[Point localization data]
------------------------------------------------------------------------

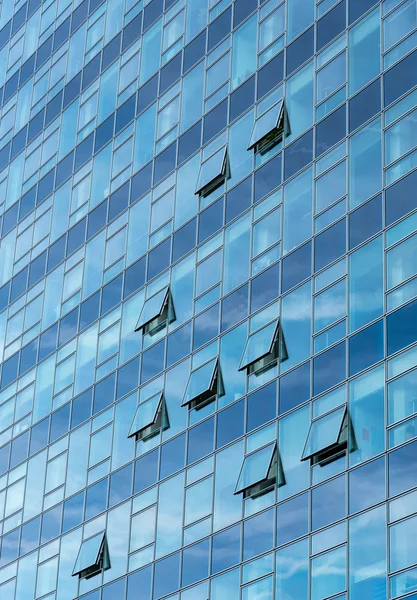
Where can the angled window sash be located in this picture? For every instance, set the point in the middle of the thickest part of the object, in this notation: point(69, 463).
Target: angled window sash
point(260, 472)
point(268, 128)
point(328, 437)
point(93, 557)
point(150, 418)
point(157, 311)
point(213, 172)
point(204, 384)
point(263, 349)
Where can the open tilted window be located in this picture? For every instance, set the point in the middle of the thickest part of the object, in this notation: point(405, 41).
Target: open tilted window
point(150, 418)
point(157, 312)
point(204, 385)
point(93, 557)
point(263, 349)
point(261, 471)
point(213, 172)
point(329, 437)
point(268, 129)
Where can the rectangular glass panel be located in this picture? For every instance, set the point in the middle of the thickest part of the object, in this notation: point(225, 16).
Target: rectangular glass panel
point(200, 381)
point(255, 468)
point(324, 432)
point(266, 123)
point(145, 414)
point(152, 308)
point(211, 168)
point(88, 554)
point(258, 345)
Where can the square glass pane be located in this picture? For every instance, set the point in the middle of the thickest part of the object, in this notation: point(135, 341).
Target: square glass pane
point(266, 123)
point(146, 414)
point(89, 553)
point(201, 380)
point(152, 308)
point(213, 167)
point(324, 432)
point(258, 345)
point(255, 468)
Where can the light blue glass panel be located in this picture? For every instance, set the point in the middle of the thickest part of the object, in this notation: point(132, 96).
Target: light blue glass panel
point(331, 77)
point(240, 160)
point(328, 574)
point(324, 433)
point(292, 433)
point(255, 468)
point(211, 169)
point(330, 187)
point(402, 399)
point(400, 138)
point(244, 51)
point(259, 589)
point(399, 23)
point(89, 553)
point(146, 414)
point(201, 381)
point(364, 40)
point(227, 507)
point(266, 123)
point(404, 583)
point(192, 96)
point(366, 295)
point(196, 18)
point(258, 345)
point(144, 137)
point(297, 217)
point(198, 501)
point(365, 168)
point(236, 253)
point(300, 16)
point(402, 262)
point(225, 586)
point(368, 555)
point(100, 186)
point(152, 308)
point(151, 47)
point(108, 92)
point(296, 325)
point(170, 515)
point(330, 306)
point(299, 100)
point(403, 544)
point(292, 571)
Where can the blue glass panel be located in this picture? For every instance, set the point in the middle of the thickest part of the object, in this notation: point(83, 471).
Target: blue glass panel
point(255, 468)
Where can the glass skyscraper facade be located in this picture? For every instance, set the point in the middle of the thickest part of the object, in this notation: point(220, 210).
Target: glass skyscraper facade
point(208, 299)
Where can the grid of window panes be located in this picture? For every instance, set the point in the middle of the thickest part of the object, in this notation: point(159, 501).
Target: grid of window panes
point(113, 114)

------------------------------------------------------------------------

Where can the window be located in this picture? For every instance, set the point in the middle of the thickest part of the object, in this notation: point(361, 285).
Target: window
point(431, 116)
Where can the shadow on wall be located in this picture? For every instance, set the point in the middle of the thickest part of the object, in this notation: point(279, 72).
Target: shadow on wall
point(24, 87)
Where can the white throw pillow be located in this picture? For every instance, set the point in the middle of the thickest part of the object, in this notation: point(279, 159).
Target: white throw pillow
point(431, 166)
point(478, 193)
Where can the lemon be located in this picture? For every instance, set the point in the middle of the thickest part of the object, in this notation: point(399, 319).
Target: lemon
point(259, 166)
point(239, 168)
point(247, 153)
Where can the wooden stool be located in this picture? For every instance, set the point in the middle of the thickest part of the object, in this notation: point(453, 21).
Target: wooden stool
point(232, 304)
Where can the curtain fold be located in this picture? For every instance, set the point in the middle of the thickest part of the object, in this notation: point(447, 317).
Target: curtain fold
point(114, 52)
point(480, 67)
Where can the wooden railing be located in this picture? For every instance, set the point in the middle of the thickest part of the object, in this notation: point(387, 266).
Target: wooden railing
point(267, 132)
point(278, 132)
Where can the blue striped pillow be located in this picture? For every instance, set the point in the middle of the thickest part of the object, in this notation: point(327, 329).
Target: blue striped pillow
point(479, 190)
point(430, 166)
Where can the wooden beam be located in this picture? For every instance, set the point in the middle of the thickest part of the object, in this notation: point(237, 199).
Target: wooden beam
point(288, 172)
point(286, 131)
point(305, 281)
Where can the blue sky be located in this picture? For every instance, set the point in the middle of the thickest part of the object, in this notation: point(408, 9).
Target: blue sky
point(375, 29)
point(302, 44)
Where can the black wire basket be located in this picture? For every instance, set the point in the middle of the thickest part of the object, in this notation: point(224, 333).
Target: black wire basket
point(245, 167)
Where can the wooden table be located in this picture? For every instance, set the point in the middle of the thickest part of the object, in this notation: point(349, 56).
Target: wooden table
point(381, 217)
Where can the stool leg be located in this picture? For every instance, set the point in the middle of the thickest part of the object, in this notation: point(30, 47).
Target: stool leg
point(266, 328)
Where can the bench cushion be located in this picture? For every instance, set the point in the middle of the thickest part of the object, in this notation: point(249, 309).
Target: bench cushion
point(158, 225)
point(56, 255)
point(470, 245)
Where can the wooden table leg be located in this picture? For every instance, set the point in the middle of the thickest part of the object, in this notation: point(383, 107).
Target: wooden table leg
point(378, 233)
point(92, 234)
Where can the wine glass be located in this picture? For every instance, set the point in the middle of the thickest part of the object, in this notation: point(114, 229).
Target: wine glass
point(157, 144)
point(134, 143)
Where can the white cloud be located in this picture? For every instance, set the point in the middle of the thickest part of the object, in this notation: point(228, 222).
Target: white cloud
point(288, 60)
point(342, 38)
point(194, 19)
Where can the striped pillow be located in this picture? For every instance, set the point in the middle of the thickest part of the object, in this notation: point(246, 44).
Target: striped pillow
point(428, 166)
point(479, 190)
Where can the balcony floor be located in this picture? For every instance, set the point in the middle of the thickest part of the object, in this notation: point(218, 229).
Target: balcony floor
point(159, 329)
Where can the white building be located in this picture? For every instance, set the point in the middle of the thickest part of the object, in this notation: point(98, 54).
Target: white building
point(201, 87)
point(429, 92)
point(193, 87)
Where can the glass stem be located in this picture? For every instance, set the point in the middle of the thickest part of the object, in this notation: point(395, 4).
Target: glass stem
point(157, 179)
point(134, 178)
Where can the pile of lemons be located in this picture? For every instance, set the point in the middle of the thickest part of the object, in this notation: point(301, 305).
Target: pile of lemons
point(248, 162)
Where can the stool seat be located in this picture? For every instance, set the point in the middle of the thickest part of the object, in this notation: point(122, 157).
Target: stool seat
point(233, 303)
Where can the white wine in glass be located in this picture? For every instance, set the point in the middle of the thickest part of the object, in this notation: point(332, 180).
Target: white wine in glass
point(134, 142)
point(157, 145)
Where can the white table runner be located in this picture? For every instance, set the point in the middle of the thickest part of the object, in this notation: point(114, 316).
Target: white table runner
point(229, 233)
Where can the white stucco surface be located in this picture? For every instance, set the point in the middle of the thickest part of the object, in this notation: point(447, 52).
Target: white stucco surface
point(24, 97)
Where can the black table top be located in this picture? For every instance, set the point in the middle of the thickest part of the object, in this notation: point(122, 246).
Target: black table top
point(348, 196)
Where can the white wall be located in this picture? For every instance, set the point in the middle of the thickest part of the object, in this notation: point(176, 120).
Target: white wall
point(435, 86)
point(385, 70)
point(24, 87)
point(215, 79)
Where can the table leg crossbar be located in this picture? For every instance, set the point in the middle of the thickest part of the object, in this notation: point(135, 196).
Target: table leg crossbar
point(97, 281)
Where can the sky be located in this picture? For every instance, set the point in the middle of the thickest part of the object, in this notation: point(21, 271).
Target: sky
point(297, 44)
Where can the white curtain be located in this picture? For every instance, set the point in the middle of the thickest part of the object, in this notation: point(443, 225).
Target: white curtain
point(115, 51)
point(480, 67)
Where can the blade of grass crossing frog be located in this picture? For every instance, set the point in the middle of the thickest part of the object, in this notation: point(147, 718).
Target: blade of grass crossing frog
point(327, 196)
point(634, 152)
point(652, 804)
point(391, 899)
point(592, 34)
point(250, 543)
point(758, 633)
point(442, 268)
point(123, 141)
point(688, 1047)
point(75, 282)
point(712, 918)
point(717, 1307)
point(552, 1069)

------------------------------------------------------------------------

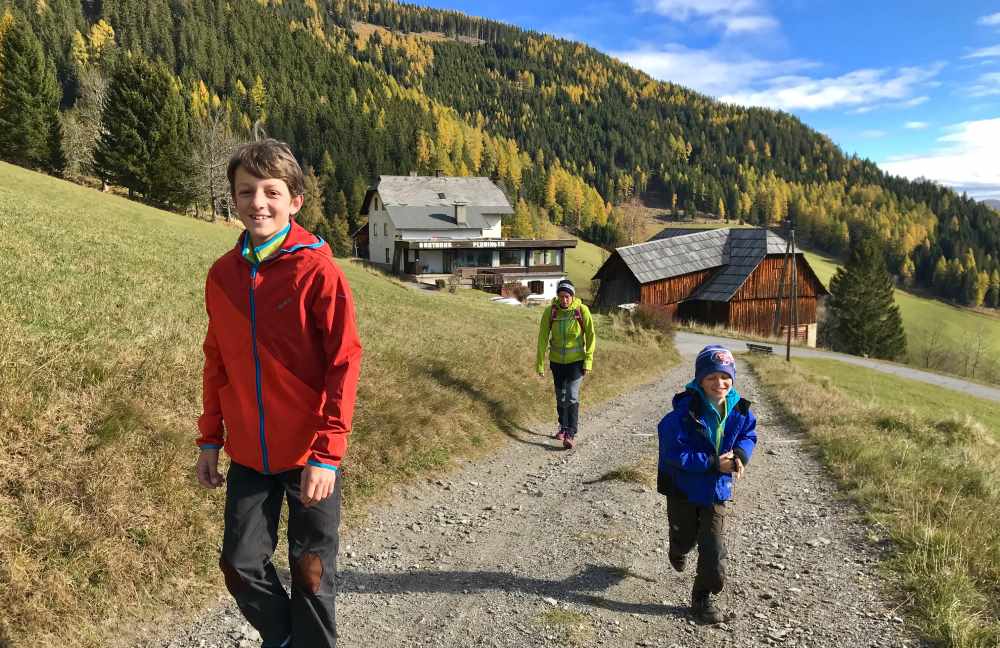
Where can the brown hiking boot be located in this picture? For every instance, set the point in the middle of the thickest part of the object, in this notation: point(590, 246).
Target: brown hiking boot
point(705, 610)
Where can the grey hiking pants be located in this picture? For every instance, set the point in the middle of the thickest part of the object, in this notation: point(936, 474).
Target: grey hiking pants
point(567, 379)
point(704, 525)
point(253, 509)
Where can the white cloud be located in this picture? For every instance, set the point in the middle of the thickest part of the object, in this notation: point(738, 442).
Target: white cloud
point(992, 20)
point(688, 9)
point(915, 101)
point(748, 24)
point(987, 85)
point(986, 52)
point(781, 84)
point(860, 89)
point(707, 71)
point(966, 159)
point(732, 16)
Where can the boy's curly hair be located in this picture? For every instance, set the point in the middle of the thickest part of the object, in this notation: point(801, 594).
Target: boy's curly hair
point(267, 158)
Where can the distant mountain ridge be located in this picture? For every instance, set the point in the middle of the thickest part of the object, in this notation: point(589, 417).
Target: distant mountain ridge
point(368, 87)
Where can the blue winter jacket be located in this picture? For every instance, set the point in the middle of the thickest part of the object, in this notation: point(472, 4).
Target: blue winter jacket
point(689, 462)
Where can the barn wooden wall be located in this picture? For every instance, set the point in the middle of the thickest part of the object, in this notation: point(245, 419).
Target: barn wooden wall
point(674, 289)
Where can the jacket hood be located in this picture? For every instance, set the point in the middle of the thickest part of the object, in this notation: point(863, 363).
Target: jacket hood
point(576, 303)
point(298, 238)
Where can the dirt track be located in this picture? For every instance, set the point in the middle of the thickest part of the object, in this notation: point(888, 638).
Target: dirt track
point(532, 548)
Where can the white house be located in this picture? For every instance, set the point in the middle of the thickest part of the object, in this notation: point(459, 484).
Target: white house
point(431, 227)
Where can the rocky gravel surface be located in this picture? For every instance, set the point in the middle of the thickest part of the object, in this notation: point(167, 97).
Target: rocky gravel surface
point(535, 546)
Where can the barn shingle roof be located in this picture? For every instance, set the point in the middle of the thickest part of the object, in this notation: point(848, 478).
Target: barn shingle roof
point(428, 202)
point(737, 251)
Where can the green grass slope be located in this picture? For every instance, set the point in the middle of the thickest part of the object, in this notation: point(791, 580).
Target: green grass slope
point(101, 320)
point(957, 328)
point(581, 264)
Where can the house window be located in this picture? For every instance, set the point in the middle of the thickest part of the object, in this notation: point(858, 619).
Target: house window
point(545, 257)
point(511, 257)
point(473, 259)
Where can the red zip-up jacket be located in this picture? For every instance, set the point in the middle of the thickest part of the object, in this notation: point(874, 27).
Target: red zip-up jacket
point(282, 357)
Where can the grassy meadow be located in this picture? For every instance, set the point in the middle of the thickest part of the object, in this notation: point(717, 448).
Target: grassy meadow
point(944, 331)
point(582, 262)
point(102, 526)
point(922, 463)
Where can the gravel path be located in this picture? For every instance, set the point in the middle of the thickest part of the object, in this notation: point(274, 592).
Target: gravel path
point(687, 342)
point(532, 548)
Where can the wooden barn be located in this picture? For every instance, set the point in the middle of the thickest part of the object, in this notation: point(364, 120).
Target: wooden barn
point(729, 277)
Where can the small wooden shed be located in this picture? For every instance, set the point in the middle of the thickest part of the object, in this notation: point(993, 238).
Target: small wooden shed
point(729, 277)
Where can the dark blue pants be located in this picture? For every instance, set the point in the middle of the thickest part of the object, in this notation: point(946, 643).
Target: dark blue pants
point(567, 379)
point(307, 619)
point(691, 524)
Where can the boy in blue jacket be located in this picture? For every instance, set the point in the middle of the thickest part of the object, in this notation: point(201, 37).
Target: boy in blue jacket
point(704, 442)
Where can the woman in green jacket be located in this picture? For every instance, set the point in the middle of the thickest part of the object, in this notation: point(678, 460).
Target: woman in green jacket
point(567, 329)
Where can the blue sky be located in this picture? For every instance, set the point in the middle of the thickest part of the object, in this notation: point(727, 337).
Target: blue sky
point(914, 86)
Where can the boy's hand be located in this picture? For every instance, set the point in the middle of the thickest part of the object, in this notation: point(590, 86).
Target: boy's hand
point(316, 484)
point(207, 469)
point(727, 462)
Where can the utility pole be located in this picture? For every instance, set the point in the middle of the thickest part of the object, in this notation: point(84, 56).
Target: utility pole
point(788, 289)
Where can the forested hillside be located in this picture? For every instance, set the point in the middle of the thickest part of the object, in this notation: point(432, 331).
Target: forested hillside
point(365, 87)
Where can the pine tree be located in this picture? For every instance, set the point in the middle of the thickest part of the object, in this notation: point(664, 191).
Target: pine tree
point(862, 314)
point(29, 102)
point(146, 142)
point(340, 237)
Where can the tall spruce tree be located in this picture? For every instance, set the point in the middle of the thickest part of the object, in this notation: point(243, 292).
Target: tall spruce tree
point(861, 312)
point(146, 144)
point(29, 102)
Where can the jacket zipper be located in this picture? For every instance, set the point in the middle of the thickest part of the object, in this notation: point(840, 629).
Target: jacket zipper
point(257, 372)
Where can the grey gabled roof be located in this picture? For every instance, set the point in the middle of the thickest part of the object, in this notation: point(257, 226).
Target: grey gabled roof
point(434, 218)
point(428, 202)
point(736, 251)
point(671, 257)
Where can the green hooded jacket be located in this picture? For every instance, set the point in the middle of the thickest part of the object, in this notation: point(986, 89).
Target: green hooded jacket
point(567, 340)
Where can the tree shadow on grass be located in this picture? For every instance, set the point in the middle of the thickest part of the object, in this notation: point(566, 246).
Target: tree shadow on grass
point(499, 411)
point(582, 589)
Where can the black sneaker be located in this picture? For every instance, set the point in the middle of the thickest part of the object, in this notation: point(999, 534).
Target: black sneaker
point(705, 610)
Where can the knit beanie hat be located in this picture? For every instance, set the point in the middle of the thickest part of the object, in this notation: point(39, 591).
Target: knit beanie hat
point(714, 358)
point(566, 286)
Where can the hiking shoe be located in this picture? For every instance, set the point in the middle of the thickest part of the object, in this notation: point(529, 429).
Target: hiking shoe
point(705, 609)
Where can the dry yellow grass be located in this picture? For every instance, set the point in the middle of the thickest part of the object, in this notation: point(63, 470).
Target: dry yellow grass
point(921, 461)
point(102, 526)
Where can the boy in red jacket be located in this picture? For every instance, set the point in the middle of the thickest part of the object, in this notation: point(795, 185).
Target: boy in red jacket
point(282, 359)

------------------------------------------------------------------------

Above are some records; copy exactly the lines from the one with "Target: pine tree" through the one with "Where can the green hooded", both included, and no others.

Solution for this task:
Target: pine tree
point(862, 314)
point(29, 102)
point(146, 142)
point(340, 237)
Where can the tall spruce tree be located in this picture? For every instance, set the point in the middle of the thickest part of the object, in this notation: point(243, 292).
Target: tall spruce tree
point(861, 312)
point(146, 144)
point(29, 102)
Where can the jacket zipper be located in this picture? For every instance, set the point in the middle of the thickest part of the object, in this notation: point(840, 629).
Target: jacket zipper
point(257, 372)
Where can the grey gabled roof be located in this picture? For every instance, set the point in the middle of the thickest part of the object, in this notation: point(257, 226).
Target: grey gabled roof
point(434, 218)
point(428, 202)
point(736, 251)
point(671, 257)
Where can the green hooded jacket be located in this picture? For every instance, set the point in the middle of the thickest part of the object, in this notation: point(986, 89).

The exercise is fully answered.